Given passage ->
-- START --
Tuesday, October 31, 2023

Trick 'r Treat (2007) Review


Trick 'r Treat (2007) Review

 

Happy Halloween!

Trick 'r Treat is the greatest movie about Halloween ever made. The first time I heard about it, though, the idea that it might potentially be just good never even crossed my mind. I expected it to be bad. After being screened at some festivals it was supposed to be released to theaters in 2007, but was delayed and eventually dumped unceremoniously on home video with little fanfare. I thought the trailer made it look like a terrible direct-to-video production. Warner Bros. did an abysmal job of marketing the film for what it really is: a blend of comedy and horror and everything that makes Halloween special.

In addition to that bad trailer and hearing no one talk about it in a positive light for years, it had another thing going against it for me to be interested: it’s an anthology film, a format that I’m not always a huge fan of when it comes to movies, but for it to live up to the handful of greatest horror anthologies, like Tales From the Crypt, Creepshow, and Tales From the Darkside: The Movie, it had to be something truly special. Well, it is, because it doesn’t follow the usual anthology formula of having isolated stories, all the stories take place on the same Halloween night in the same small town of Warren Valley, Ohio. Certain characters appear in multiple stories and we see repeated moments or events from different perspectives, but one thing that links them all together is Sam. When you think of Christmas, what character do you think of first? Probably Santa Clause, but there are so many others, too, like Rudolph and Frosty and even Buddy the Elf. What about Easter? The Easter Bunny, obviously. St. Patricks Day? The Leprechaun. But then there’s Halloween, which has had many fictional characters associated with the tradition, but never one singular character to represent it, until Sam came along.

You might be thinking, what about Michael Myers from the movie that bears the name Halloween? That’s a well-established franchise that’s been around for decades, isn’t he the more likely candidate to be Halloween’s mascot? I contest that Halloween is a very important film in the slasher subgenre, but it is not the definitive movie about the Halloween season. Sure, it has plenty of things that represent October 31st, like dressing up, carving jack-o-lanterns, and watching scary movies, but it’s also a story about babysitters who are attacked by a killer, and that is the reason it’s been copied and emulated over and over, because the premise is not integral to being set during Halloween. Back to Trick 'r Treat, the very premise is inextricably linked to Halloween, and Sam is a supernatural entity that keeps the traditions in check. His appearance captures that blend of cute-but-scary you get when a little kid is dressed up in a costume, and what’s under that burlap mask cements his status as the Halloween mascot, which pop culture has slowly adopted over the years since Trick 'r Treat has become more well-known by Halloween lovers.
-- END --
Task set ->
1. Print the passage of the Trick 'r Treat review starting at "Trick 'r Treat is" and ending at "makes Halloween special.".
2. Proceed with the Trick 'r Treat review, picking up after its last sentence.
The lines after the Trick 'r Treat review are separate material.

(Records of labeled points)
-- START --
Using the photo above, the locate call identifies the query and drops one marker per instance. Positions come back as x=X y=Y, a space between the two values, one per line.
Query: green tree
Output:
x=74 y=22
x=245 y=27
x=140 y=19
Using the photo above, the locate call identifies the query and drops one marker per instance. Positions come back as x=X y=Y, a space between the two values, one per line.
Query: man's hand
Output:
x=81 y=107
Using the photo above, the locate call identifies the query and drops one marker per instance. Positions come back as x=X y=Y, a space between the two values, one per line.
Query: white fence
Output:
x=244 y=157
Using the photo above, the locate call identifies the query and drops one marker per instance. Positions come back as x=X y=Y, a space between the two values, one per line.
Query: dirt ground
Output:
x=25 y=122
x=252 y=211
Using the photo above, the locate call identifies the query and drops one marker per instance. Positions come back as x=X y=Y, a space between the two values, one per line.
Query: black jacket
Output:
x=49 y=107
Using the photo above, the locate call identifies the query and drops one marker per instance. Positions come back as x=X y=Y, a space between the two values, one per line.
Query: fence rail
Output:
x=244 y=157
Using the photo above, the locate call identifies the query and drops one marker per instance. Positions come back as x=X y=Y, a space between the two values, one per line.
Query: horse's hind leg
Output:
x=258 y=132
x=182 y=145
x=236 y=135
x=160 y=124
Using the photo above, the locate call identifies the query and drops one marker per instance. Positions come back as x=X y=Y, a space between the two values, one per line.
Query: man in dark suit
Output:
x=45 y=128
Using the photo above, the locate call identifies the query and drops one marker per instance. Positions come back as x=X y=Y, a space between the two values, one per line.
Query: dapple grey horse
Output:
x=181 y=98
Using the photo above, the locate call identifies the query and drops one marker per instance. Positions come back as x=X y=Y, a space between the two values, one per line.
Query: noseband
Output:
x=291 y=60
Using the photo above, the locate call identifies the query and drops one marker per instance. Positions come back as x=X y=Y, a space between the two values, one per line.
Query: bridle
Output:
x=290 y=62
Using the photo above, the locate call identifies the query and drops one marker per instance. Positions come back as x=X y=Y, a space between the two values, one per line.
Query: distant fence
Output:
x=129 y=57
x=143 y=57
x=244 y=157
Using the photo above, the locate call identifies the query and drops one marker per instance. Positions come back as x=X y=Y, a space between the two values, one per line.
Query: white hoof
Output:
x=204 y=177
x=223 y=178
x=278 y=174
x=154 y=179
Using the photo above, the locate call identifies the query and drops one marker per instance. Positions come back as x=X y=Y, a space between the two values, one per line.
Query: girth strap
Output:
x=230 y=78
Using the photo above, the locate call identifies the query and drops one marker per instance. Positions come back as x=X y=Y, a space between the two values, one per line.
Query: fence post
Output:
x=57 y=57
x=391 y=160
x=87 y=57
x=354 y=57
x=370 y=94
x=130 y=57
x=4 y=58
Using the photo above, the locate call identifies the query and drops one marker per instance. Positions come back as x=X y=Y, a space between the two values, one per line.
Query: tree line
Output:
-- END --
Response list ->
1.
Trick 'r Treat is the greatest movie about Halloween ever made. The first time I heard about it, though, the idea that it might potentially be just good never even crossed my mind. I expected it to be bad. After being screened at some festivals it was supposed to be released to theaters in 2007, but was delayed and eventually dumped unceremoniously on home video with little fanfare. I thought the trailer made it look like a terrible direct-to-video production. Warner Bros. did an abysmal job of marketing the film for what it really is: a blend of comedy and horror and everything that makes Halloween special.

2.
Because of the nature of its anthology format and its relative obscurity for mainstream viewers, I won’t divulge too many of the plot details, but I’ll explain the individual stories and some of the characters involved. It begins with a married couple returning from a night of partying and establishes the woman is not a fan of Hallows Eve, so you can guess how she ends up. The opening credits are depicted in a comic book style, which makes the character Sam feel like he’s been around for longer than just this movie. He actually spawned from writer/director Michael Dougherty’s short film Season’s Greetings that he made a decade before Trick 'r Treat. The next story follows a fat kid who ends up on the doorstep of Principal Wilkins, and you would think a school principal wouldn’t be the worst guy to be out and about on this Halloween night, but think again! He takes Halloween traditions pretty seriously, which could spell doom for the fat kid, as well as his incredibly annoying son.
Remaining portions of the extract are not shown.